**WHAT THE EXERCISE ASKS:** Can you filter the material down to only the lines that contain the word "cloud", copying each one? Case counts.

— start MATERIAL PROVIDED —

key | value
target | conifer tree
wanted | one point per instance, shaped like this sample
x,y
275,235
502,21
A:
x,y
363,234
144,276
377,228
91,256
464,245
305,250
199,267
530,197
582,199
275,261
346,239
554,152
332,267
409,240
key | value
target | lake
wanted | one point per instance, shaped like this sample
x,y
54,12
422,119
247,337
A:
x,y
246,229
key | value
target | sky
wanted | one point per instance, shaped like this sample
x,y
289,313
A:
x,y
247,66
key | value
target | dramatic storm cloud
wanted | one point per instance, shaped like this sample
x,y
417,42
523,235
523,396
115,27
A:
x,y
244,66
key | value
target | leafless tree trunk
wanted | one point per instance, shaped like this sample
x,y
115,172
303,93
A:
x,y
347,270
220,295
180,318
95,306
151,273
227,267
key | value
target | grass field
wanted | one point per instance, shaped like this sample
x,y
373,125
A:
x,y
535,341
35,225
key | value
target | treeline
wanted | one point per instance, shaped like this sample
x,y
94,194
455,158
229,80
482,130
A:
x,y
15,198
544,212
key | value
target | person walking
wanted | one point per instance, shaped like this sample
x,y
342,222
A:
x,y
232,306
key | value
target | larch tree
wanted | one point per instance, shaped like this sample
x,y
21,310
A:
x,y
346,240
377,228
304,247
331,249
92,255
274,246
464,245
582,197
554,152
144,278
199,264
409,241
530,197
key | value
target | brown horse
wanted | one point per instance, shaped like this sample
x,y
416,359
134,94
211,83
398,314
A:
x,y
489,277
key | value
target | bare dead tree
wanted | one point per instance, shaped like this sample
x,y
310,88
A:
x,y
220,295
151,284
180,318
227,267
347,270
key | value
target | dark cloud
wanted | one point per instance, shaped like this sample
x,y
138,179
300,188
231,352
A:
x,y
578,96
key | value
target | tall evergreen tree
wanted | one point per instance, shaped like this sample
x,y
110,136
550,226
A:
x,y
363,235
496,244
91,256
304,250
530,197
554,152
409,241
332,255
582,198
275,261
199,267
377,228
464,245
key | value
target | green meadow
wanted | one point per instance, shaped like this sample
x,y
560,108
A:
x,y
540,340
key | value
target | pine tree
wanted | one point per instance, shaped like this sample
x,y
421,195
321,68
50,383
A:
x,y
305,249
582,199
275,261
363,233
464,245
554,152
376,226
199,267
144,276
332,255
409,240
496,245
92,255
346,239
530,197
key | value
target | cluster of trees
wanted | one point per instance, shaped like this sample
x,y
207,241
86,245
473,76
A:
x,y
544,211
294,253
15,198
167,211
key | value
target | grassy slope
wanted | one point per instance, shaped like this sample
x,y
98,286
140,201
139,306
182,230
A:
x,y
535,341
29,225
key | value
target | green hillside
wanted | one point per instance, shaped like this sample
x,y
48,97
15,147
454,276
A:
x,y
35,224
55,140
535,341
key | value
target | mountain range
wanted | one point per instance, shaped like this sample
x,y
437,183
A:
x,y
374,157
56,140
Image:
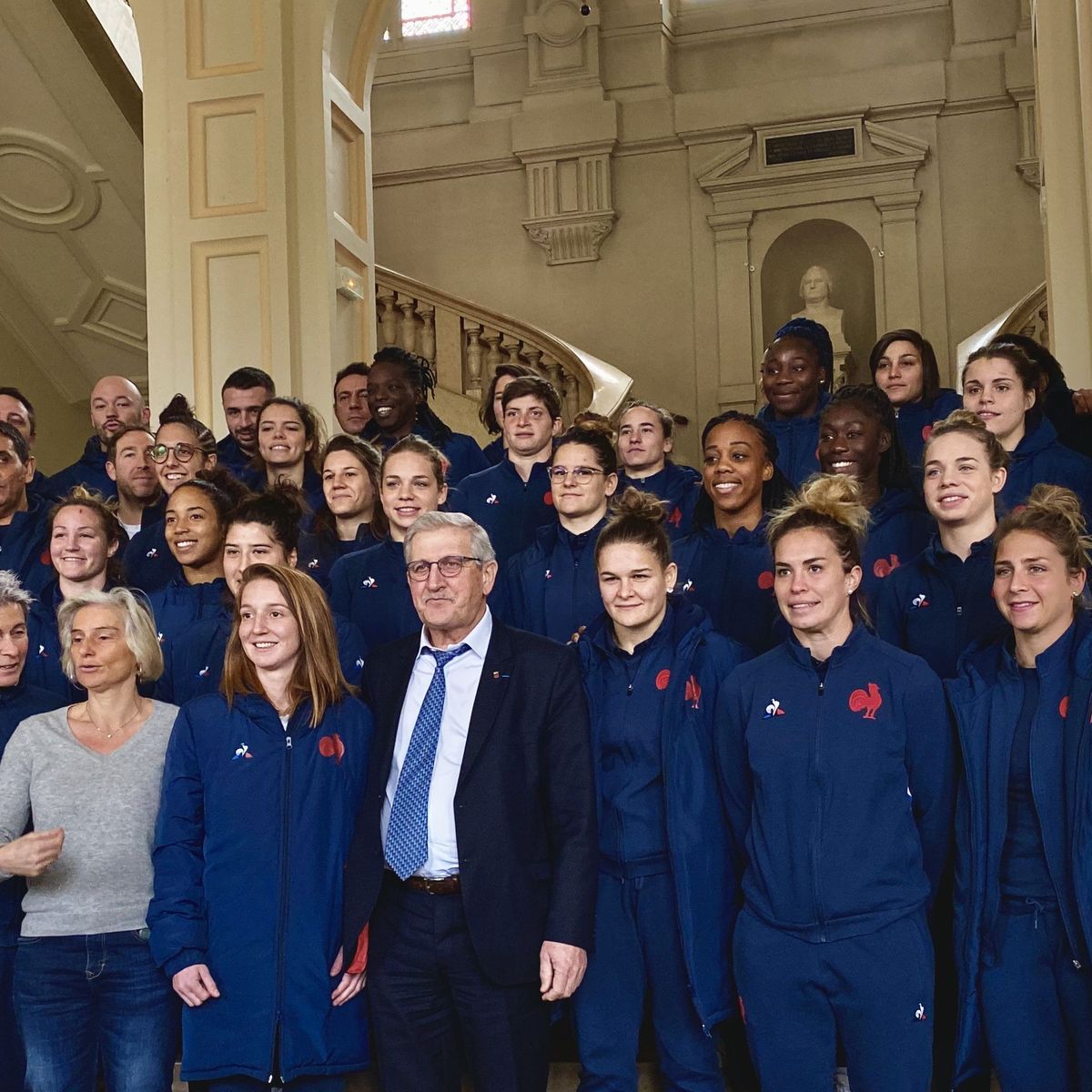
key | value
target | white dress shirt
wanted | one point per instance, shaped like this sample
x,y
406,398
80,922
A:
x,y
463,675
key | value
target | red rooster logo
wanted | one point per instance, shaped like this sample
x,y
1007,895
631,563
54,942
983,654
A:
x,y
866,702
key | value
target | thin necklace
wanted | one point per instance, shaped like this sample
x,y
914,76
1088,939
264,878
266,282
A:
x,y
110,735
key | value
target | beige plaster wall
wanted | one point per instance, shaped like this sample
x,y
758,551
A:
x,y
649,304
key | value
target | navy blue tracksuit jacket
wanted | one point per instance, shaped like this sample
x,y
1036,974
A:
x,y
986,700
672,703
841,786
552,589
937,606
250,847
797,442
511,509
899,530
1040,457
731,577
916,420
678,487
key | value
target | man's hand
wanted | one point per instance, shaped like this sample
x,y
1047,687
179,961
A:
x,y
561,970
32,854
350,984
195,986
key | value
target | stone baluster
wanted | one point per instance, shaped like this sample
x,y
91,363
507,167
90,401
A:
x,y
427,314
473,331
388,318
409,308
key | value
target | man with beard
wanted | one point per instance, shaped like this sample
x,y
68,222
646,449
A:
x,y
115,403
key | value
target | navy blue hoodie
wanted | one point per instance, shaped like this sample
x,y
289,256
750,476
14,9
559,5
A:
x,y
937,606
511,509
672,704
250,847
732,578
552,588
841,785
16,703
916,420
986,698
678,487
899,530
1040,457
797,441
88,470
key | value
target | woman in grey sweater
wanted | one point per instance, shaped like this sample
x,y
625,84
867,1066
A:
x,y
86,984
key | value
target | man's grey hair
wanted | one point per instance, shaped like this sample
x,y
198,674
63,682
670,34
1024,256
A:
x,y
480,546
14,594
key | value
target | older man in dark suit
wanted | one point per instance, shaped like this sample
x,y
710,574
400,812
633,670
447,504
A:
x,y
475,855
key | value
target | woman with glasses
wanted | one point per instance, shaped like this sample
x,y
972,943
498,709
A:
x,y
551,588
350,518
261,789
184,448
262,529
86,543
290,436
369,588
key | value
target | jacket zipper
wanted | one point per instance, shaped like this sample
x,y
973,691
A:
x,y
283,916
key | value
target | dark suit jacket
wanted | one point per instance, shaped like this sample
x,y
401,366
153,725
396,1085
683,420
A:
x,y
524,804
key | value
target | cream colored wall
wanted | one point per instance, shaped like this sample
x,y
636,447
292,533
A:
x,y
451,189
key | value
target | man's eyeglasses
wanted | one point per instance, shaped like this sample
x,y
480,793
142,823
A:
x,y
582,474
184,452
448,566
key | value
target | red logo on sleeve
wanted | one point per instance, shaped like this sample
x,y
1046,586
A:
x,y
866,702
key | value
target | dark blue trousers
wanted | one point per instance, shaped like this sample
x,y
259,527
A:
x,y
11,1044
434,1010
874,993
85,998
638,953
1036,1007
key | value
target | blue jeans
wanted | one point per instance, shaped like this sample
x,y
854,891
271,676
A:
x,y
82,997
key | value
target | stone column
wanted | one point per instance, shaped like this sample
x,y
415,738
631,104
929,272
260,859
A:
x,y
257,188
1064,87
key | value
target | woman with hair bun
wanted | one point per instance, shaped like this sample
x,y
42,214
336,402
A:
x,y
840,786
261,529
904,366
725,562
858,437
1002,386
551,588
1024,828
653,670
939,603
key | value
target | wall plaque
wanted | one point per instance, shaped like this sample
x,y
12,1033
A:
x,y
800,147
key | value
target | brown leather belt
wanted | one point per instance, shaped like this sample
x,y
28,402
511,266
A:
x,y
449,885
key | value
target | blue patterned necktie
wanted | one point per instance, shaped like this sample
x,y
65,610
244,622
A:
x,y
408,829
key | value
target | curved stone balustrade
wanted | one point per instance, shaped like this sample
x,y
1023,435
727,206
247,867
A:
x,y
465,342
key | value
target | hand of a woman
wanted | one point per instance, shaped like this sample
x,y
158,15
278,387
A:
x,y
195,986
349,986
32,854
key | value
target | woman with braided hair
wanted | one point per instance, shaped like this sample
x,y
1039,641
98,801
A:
x,y
399,386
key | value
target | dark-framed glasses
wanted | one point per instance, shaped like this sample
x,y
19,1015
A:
x,y
582,474
184,452
448,566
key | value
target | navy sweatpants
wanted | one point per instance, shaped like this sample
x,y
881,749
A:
x,y
638,953
1036,1007
872,993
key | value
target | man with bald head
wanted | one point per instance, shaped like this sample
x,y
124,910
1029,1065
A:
x,y
115,403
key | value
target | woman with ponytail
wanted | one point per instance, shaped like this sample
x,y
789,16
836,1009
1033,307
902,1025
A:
x,y
725,562
858,437
940,602
653,670
840,787
1024,828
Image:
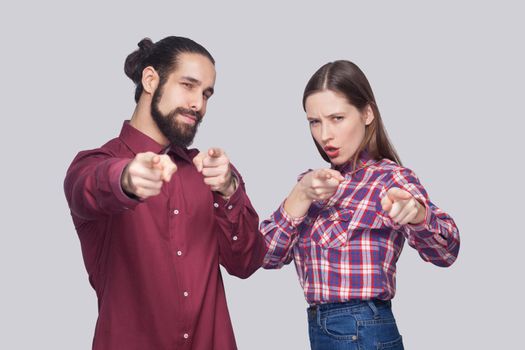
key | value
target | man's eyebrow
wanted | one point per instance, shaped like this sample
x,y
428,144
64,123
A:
x,y
192,80
209,91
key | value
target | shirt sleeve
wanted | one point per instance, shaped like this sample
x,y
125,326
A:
x,y
92,185
437,237
241,246
280,234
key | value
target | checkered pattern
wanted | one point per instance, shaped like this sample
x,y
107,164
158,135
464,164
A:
x,y
347,246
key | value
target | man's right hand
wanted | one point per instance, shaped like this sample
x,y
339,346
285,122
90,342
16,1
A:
x,y
144,175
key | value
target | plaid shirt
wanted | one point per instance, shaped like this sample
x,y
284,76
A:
x,y
347,247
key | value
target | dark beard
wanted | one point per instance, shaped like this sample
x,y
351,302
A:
x,y
178,133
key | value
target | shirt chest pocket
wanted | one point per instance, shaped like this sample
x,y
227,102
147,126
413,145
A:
x,y
332,227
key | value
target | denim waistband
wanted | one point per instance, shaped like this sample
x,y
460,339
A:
x,y
313,309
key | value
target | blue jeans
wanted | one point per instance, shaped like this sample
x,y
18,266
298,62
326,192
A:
x,y
357,324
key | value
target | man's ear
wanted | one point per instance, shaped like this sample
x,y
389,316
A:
x,y
150,80
368,115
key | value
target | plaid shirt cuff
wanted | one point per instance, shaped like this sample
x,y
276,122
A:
x,y
284,219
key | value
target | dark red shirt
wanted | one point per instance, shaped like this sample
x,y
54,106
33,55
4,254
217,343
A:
x,y
154,264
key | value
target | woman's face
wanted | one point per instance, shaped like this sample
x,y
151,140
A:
x,y
336,125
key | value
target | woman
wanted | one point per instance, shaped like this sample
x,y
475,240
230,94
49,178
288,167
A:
x,y
345,226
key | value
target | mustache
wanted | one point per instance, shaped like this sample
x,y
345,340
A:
x,y
182,110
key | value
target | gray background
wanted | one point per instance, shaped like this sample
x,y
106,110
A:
x,y
448,78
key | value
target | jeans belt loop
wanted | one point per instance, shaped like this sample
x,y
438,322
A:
x,y
373,308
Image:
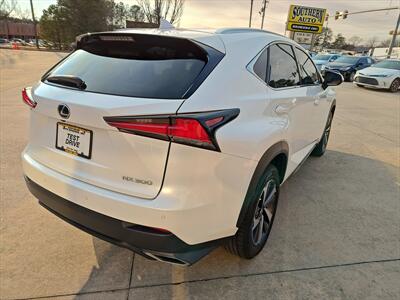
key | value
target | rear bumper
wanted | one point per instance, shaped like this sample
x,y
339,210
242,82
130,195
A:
x,y
160,246
197,204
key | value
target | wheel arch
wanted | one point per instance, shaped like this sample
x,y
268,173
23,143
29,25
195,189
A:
x,y
278,155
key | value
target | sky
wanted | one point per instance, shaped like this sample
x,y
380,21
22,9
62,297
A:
x,y
235,13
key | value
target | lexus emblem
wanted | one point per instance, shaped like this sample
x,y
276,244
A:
x,y
64,111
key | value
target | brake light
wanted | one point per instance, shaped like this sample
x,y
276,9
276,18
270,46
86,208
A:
x,y
191,129
27,97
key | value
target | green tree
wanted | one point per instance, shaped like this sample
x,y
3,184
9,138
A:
x,y
53,26
123,12
155,10
62,22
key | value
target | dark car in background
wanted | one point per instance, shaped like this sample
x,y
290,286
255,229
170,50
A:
x,y
322,59
349,65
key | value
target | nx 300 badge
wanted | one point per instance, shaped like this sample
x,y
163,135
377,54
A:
x,y
136,180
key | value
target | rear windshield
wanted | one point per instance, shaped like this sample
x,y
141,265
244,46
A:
x,y
347,59
147,67
322,57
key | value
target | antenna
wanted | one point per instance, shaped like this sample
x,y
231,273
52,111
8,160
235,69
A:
x,y
165,25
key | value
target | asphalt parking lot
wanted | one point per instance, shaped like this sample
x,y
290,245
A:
x,y
336,236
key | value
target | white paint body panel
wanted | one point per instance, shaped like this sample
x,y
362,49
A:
x,y
200,196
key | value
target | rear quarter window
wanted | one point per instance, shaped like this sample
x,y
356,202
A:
x,y
144,67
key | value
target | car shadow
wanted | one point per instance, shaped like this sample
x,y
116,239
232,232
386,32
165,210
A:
x,y
339,208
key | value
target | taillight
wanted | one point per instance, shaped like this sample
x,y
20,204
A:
x,y
190,129
27,97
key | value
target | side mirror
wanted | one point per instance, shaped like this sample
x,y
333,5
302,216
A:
x,y
332,78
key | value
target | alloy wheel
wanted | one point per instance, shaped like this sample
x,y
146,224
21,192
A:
x,y
264,212
395,85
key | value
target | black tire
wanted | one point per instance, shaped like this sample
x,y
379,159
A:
x,y
394,87
351,76
245,242
320,148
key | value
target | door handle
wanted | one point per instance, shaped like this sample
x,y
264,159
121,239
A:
x,y
285,108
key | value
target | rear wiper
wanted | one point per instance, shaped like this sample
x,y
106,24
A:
x,y
67,80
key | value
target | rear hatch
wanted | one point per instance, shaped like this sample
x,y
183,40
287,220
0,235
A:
x,y
114,75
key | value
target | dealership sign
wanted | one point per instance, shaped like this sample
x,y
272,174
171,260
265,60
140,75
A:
x,y
305,19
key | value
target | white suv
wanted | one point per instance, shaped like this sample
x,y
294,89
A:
x,y
171,142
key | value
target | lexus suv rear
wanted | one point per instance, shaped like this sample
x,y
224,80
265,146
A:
x,y
172,142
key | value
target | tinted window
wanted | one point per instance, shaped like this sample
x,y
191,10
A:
x,y
322,57
347,59
149,68
308,72
282,67
260,66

— end MATERIAL PROVIDED —

**CORRECT OUTPUT:**
target | dramatic storm cloud
target | dark cloud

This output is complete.